Saved data entries:
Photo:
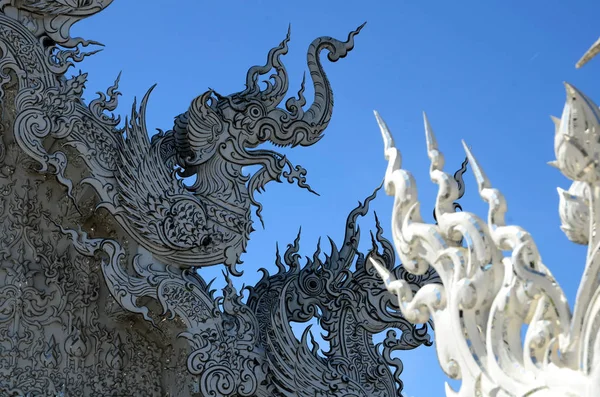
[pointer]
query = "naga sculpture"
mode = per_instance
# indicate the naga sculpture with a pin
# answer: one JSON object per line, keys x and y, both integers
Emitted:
{"x": 492, "y": 280}
{"x": 100, "y": 237}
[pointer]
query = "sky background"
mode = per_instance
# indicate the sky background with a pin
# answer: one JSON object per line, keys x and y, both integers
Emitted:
{"x": 488, "y": 72}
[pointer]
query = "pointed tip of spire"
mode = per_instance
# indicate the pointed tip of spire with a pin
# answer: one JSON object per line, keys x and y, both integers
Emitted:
{"x": 589, "y": 54}
{"x": 482, "y": 180}
{"x": 429, "y": 135}
{"x": 388, "y": 141}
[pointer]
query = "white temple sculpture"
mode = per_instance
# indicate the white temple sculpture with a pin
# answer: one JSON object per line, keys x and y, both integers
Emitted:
{"x": 100, "y": 238}
{"x": 492, "y": 277}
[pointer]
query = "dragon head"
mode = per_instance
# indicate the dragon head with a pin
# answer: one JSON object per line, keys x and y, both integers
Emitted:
{"x": 223, "y": 132}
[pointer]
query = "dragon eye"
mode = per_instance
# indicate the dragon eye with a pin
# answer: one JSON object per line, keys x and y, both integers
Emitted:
{"x": 254, "y": 111}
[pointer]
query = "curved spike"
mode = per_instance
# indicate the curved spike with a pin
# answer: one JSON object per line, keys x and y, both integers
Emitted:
{"x": 388, "y": 141}
{"x": 429, "y": 135}
{"x": 482, "y": 180}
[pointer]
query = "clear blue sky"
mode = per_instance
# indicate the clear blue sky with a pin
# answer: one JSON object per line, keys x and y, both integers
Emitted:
{"x": 489, "y": 72}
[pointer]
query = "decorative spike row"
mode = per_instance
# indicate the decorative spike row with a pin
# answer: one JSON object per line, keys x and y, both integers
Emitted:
{"x": 484, "y": 296}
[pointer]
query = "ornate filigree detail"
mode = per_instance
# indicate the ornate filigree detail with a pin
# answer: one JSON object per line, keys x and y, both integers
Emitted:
{"x": 495, "y": 282}
{"x": 250, "y": 349}
{"x": 136, "y": 179}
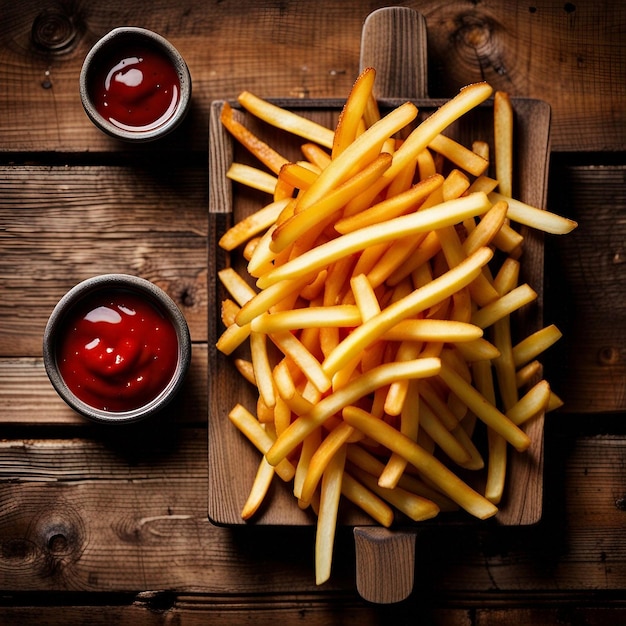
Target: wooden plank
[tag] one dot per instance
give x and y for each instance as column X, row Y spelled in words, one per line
column 106, row 515
column 585, row 288
column 28, row 398
column 570, row 54
column 61, row 224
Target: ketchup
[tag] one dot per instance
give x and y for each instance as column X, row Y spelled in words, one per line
column 117, row 352
column 136, row 89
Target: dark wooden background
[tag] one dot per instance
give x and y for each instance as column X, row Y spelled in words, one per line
column 109, row 525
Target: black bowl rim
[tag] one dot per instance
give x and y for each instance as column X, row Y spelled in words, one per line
column 135, row 284
column 119, row 34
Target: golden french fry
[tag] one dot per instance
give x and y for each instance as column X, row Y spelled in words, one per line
column 260, row 487
column 539, row 219
column 321, row 458
column 237, row 286
column 252, row 429
column 353, row 391
column 503, row 140
column 327, row 517
column 532, row 346
column 364, row 149
column 504, row 305
column 352, row 113
column 458, row 154
column 391, row 207
column 374, row 506
column 262, row 368
column 252, row 225
column 413, row 506
column 484, row 410
column 315, row 155
column 252, row 177
column 260, row 149
column 286, row 120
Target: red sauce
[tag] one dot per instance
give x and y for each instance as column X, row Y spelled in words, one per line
column 136, row 89
column 118, row 352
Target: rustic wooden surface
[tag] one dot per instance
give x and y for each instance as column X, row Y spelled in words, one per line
column 110, row 526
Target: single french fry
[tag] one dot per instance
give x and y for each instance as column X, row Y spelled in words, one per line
column 504, row 305
column 353, row 110
column 286, row 120
column 252, row 429
column 260, row 487
column 232, row 338
column 291, row 346
column 268, row 156
column 503, row 141
column 252, row 177
column 539, row 219
column 269, row 297
column 327, row 517
column 315, row 155
column 244, row 367
column 237, row 286
column 339, row 315
column 262, row 367
column 458, row 154
column 252, row 225
column 527, row 373
column 488, row 227
column 360, row 152
column 532, row 346
column 433, row 330
column 531, row 404
column 309, row 446
column 321, row 458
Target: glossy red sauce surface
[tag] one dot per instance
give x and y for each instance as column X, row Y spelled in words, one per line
column 135, row 88
column 117, row 352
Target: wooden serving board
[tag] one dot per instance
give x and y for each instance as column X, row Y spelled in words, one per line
column 391, row 37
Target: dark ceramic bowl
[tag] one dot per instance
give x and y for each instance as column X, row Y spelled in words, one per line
column 158, row 306
column 141, row 79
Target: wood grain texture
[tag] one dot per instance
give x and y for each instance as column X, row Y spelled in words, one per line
column 311, row 49
column 61, row 224
column 27, row 397
column 585, row 277
column 65, row 525
column 110, row 526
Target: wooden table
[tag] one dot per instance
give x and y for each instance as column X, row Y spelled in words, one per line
column 109, row 525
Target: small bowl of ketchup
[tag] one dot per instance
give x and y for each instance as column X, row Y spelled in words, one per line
column 134, row 85
column 116, row 348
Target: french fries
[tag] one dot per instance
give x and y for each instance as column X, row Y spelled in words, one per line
column 376, row 315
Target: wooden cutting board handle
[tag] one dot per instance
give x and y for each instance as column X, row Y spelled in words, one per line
column 393, row 41
column 385, row 563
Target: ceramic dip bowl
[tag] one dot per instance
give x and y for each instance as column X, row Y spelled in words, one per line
column 116, row 348
column 134, row 85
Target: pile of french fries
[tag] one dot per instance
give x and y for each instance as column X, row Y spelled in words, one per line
column 381, row 278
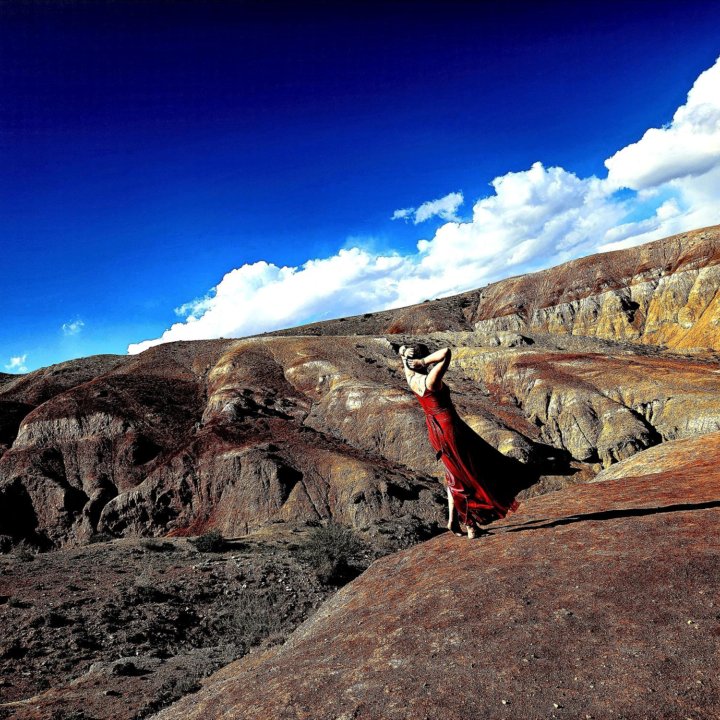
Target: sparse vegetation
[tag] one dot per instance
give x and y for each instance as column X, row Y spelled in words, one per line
column 211, row 541
column 334, row 553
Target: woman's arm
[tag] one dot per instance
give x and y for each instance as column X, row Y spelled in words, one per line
column 442, row 360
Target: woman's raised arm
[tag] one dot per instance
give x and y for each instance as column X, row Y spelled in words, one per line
column 442, row 360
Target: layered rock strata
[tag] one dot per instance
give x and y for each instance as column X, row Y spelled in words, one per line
column 596, row 601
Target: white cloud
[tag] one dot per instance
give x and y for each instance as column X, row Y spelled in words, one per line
column 73, row 328
column 688, row 146
column 17, row 364
column 533, row 219
column 444, row 207
column 402, row 214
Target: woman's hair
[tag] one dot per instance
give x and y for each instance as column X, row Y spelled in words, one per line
column 420, row 350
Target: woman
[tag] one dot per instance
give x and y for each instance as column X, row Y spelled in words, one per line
column 453, row 441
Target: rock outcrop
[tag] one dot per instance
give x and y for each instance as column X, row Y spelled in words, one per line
column 292, row 426
column 596, row 601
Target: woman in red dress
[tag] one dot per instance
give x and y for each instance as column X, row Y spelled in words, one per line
column 460, row 449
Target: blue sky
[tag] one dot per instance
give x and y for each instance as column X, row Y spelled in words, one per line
column 220, row 159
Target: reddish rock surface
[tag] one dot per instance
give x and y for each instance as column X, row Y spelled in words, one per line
column 235, row 434
column 596, row 601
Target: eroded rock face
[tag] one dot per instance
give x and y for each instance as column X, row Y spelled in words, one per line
column 319, row 424
column 598, row 600
column 662, row 293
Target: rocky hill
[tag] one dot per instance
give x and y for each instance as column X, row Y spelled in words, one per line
column 596, row 601
column 596, row 388
column 233, row 434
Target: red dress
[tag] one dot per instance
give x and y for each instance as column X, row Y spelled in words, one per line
column 467, row 459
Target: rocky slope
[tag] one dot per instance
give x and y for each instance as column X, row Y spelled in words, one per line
column 596, row 601
column 234, row 434
column 598, row 379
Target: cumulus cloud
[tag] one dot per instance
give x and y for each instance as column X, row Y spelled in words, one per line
column 688, row 146
column 73, row 327
column 444, row 208
column 17, row 364
column 665, row 183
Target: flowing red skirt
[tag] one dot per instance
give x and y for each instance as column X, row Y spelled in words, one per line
column 472, row 466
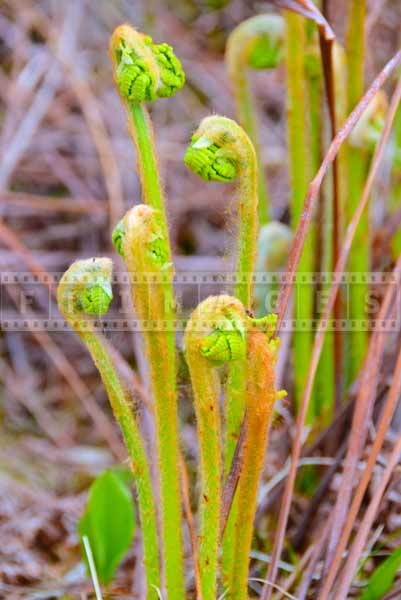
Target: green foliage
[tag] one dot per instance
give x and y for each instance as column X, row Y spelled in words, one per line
column 108, row 522
column 383, row 577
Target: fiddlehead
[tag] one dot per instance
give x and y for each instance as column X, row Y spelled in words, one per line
column 220, row 150
column 274, row 244
column 257, row 43
column 146, row 252
column 85, row 290
column 215, row 334
column 143, row 70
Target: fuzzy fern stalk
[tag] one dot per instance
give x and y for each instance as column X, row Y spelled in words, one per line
column 299, row 167
column 215, row 335
column 85, row 292
column 221, row 151
column 142, row 241
column 257, row 43
column 260, row 397
column 144, row 71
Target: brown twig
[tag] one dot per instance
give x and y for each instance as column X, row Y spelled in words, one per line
column 369, row 516
column 285, row 291
column 368, row 382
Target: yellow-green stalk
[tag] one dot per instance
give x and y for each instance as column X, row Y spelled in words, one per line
column 395, row 196
column 221, row 151
column 300, row 169
column 215, row 335
column 144, row 71
column 260, row 396
column 144, row 247
column 257, row 43
column 85, row 292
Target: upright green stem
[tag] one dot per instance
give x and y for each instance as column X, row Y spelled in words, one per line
column 260, row 398
column 256, row 43
column 221, row 151
column 146, row 253
column 356, row 172
column 86, row 284
column 141, row 130
column 299, row 175
column 144, row 71
column 215, row 334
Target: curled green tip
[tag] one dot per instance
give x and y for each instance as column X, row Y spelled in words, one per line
column 258, row 42
column 117, row 237
column 144, row 71
column 85, row 288
column 209, row 161
column 172, row 74
column 223, row 346
column 265, row 324
column 95, row 300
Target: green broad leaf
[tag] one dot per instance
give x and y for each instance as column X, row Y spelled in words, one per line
column 108, row 522
column 383, row 577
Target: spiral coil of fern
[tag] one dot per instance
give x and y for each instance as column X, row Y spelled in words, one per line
column 220, row 150
column 85, row 289
column 144, row 247
column 257, row 43
column 220, row 147
column 144, row 71
column 215, row 334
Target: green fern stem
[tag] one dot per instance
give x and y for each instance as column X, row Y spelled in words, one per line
column 299, row 175
column 146, row 253
column 215, row 334
column 221, row 151
column 256, row 43
column 396, row 181
column 144, row 71
column 85, row 291
column 260, row 398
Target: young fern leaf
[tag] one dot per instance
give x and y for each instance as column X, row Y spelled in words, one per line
column 85, row 289
column 257, row 43
column 220, row 150
column 146, row 252
column 220, row 146
column 144, row 71
column 215, row 334
column 274, row 244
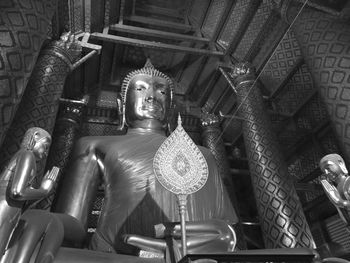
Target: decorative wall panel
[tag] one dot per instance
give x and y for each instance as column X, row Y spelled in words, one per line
column 23, row 28
column 216, row 9
column 282, row 61
column 312, row 114
column 272, row 39
column 232, row 25
column 294, row 94
column 198, row 10
column 282, row 220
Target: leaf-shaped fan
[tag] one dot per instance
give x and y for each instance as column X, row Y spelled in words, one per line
column 181, row 168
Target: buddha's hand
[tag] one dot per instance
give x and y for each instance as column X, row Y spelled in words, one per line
column 332, row 193
column 50, row 178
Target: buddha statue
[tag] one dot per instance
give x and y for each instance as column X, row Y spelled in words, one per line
column 336, row 184
column 137, row 212
column 16, row 181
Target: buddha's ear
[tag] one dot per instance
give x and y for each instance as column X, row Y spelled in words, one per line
column 31, row 142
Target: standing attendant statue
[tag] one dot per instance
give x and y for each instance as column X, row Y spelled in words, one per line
column 134, row 201
column 336, row 184
column 16, row 181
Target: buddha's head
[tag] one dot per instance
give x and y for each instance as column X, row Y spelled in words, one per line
column 147, row 98
column 333, row 166
column 37, row 140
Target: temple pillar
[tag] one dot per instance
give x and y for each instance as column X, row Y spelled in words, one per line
column 40, row 102
column 23, row 29
column 211, row 138
column 282, row 220
column 324, row 41
column 66, row 132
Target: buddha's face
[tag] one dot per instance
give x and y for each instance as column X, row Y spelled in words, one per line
column 147, row 102
column 41, row 147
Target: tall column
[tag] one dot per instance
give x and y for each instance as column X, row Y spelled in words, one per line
column 282, row 220
column 23, row 29
column 211, row 138
column 324, row 41
column 40, row 100
column 66, row 132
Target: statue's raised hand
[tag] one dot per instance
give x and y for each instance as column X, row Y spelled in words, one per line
column 50, row 178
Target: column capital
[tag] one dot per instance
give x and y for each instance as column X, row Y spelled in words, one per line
column 209, row 119
column 288, row 9
column 242, row 72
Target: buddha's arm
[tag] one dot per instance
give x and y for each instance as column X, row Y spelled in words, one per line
column 20, row 188
column 79, row 185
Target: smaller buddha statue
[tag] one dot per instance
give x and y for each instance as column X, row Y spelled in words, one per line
column 336, row 184
column 16, row 181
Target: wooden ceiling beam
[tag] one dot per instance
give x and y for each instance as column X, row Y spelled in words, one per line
column 156, row 33
column 158, row 23
column 154, row 45
column 243, row 25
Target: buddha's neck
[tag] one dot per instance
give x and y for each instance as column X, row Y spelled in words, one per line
column 146, row 131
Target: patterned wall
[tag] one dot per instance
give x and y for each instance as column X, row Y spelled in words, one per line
column 282, row 220
column 294, row 94
column 198, row 10
column 325, row 43
column 281, row 62
column 233, row 23
column 271, row 41
column 216, row 9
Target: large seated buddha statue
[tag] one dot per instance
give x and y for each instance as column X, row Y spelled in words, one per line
column 134, row 201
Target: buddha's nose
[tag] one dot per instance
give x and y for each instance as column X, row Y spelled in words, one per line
column 150, row 98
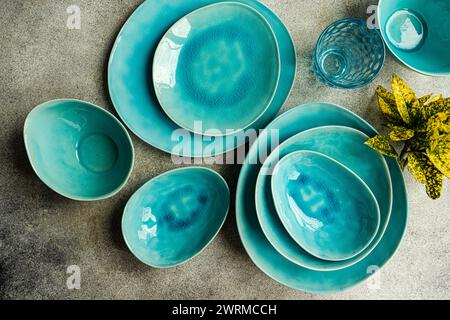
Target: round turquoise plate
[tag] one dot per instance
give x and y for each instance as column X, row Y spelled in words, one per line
column 78, row 149
column 345, row 145
column 325, row 207
column 175, row 215
column 213, row 64
column 130, row 81
column 417, row 32
column 259, row 248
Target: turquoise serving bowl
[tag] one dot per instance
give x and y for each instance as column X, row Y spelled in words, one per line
column 78, row 149
column 418, row 33
column 131, row 88
column 345, row 145
column 264, row 255
column 174, row 216
column 326, row 208
column 208, row 69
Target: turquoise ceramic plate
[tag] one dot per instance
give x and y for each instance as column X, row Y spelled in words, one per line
column 259, row 248
column 174, row 216
column 78, row 149
column 324, row 206
column 418, row 33
column 207, row 69
column 345, row 145
column 130, row 84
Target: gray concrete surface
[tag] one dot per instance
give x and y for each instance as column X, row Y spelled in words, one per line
column 42, row 233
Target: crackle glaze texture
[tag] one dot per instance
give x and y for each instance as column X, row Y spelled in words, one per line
column 328, row 210
column 174, row 216
column 219, row 65
column 42, row 233
column 78, row 149
column 345, row 145
column 418, row 33
column 131, row 87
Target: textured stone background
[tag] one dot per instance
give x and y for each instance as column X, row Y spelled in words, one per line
column 42, row 233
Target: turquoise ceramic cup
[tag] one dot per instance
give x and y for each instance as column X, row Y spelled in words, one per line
column 174, row 216
column 325, row 207
column 216, row 70
column 79, row 150
column 418, row 33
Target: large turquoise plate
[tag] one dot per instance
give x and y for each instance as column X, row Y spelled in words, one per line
column 130, row 83
column 207, row 69
column 256, row 244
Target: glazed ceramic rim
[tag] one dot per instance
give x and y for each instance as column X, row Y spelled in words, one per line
column 272, row 96
column 125, row 210
column 291, row 233
column 241, row 182
column 361, row 23
column 388, row 44
column 190, row 155
column 373, row 244
column 90, row 105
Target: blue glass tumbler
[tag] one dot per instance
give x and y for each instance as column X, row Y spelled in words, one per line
column 348, row 54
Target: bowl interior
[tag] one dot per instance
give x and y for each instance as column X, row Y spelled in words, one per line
column 345, row 145
column 175, row 215
column 217, row 69
column 325, row 207
column 418, row 33
column 79, row 150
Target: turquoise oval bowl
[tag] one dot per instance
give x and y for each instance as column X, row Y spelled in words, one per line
column 264, row 255
column 207, row 69
column 325, row 207
column 131, row 88
column 174, row 216
column 345, row 145
column 417, row 32
column 78, row 149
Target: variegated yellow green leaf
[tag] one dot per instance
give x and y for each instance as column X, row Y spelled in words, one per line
column 425, row 172
column 399, row 133
column 439, row 153
column 425, row 99
column 407, row 102
column 416, row 165
column 435, row 181
column 381, row 144
column 386, row 102
column 419, row 142
column 438, row 124
column 436, row 105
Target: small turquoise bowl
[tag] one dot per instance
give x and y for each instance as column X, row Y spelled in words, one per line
column 417, row 32
column 345, row 145
column 216, row 70
column 327, row 209
column 78, row 149
column 174, row 216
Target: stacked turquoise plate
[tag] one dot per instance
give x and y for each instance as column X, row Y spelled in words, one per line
column 320, row 168
column 176, row 62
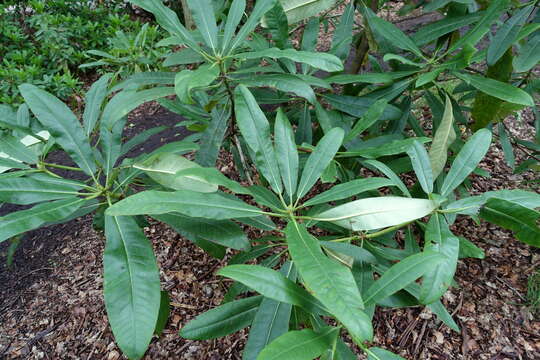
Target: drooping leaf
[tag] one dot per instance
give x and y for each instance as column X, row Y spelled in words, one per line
column 62, row 124
column 300, row 345
column 331, row 283
column 222, row 320
column 377, row 213
column 466, row 161
column 130, row 285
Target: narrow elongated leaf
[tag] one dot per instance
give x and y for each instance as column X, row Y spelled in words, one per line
column 348, row 189
column 399, row 275
column 331, row 283
column 28, row 190
column 271, row 321
column 465, row 162
column 222, row 320
column 445, row 135
column 212, row 206
column 94, row 100
column 260, row 8
column 25, row 220
column 130, row 285
column 273, row 285
column 300, row 345
column 62, row 124
column 497, row 89
column 203, row 14
column 222, row 232
column 319, row 159
column 236, row 11
column 509, row 215
column 439, row 239
column 421, row 165
column 323, row 61
column 507, row 35
column 15, row 149
column 256, row 131
column 377, row 213
column 287, row 155
column 391, row 33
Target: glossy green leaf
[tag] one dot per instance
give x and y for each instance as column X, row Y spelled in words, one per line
column 497, row 89
column 256, row 131
column 28, row 190
column 286, row 153
column 273, row 285
column 421, row 165
column 439, row 239
column 130, row 285
column 377, row 213
column 300, row 345
column 319, row 159
column 94, row 100
column 22, row 221
column 323, row 61
column 507, row 35
column 509, row 215
column 467, row 159
column 222, row 320
column 399, row 275
column 445, row 135
column 190, row 203
column 62, row 124
column 330, row 282
column 203, row 14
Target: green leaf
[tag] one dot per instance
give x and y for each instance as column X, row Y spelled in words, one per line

** TASK STATEMENT **
When a line above includes the word "plate", please list that line.

** ANSWER BOX **
Target: round turquoise plate
Target: turquoise ceramic plate
Target: large turquoise plate
Target: stacked turquoise plate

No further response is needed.